ENUNCIADO 1>
Responda com base no trecho do documento:
(a) Quais Leis Complementares são citadas como responsáveis por significativas alterações do diploma legal?
(b) Qual Proposta de Emenda Constitucional o Projeto de Lei Complementar 80/2019 se destina a regulamentar?
(c) A que conceito do Regime Geral de Previdência Social equivale a "retribuição-base"?
ENUNCIADO 2> Reescreva a parte do trecho do documento que começa nas palavras "1. Uma definição" e termina após "pecuniárias do servidor.", trocando "disputas judiciais" por "demandas judiciais".

TRECHO DO DOCUMENTO>
⁂
Esse fato se dá, apesar de significativas alterações daquele diploma legal, principalmente pelas Leis Complementares 1.010/2007 e 1.012/2007, no contexto da reforma previdenciária realizada à época. Reforma que, todavia, optou por não alterar muitos desses dispositivos originais, os quais se encontram em vigor até o presente, em extensa relação, a saber: artigos 132; 134; 135, §§ 1º e 2º; 136; os parágrafos do artigo 137; e artigos 138; 139; 145; 146; 151; 152; 153; 156; 157; 159; 160 e 161.

Pois bem. O Projeto de Lei Complementar 80/2019, ora em trâmite acalorado na Assembleia Legislativa, e que se destina a regulamentar a Proposta de Emenda Constitucional (PEC) nº 18/2019 à Constituição do Estado, arrasa desnecessariamente, e de forma radical, diversos pontos dessa legislação estadual, por meio do seguinte dispositivo: "Artigo 33 - Revogam-se as disposições em contrário, especialmente os artigos 132 a 163 da Lei Complementar nº 180, de 12 de maio de 1978." (ênfase adicionada).

Ora, como demonstrado a seguir, todos esses pontos são de grande importância para a seguridade social do funcionalismo. E, de plano, já se constata que esse artigo 33 do Projeto, pela sua singeleza terrível, aparenta não ter resultado de um estudo mais apurado acerca do regime atual.

Nesse sentido, vejamos alguns dos institutos jurídicos colocados por terra, nessa alteração:

1. Uma definição legal da base de cálculo da contribuição

Os artigos 137 a 139 da LC 180 conceituam "retribuição-base" para fins de cálculo do benefício, equivalendo ao conceito de "salário-de-contribuição" no Regime Geral de Previdência Social; os artigos detalham as vantagens pecuniárias e diversas circunstâncias que integram o cálculo da contribuição previdenciária, e serão revogados sem que haja, no PLC 80/2019, quaisquer disposições a respeito. Tal fato pode encorajar, inclusive, novas – e sempre renovadas – disputas judiciais sobre a integração de tais ou quais vantagens pecuniárias à base de contribuição previdenciária, à semelhança do que ocorre com as corriqueiras disputas judiciais sobre qual o cálculo correto de determinadas vantagens pecuniárias do servidor.
⁂
SEÇÃO DE DADOS>
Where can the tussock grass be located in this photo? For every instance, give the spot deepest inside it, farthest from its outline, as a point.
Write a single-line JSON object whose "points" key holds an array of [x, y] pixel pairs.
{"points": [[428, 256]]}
⁂
RESULTADO DA TAREFA 1>
(a) As Leis Complementares 1.010/2007 e 1.012/2007.
(b) A PEC nº 18/2019 à Constituição do Estado.
(c) Ao conceito de "salário-de-contribuição".

RESULTADO DA TAREFA 2>
1. Uma definição legal da base de cálculo da contribuição

Os artigos 137 a 139 da LC 180 conceituam "retribuição-base" para fins de cálculo do benefício, equivalendo ao conceito de "salário-de-contribuição" no Regime Geral de Previdência Social; os artigos detalham as vantagens pecuniárias e diversas circunstâncias que integram o cálculo da contribuição previdenciária, e serão revogados sem que haja, no PLC 80/2019, quaisquer disposições a respeito. Tal fato pode encorajar, inclusive, novas – e sempre renovadas – demandas judiciais sobre a integração de tais ou quais vantagens pecuniárias à base de contribuição previdenciária, à semelhança do que ocorre com as corriqueiras demandas judiciais sobre qual o cálculo correto de determinadas vantagens pecuniárias do servidor.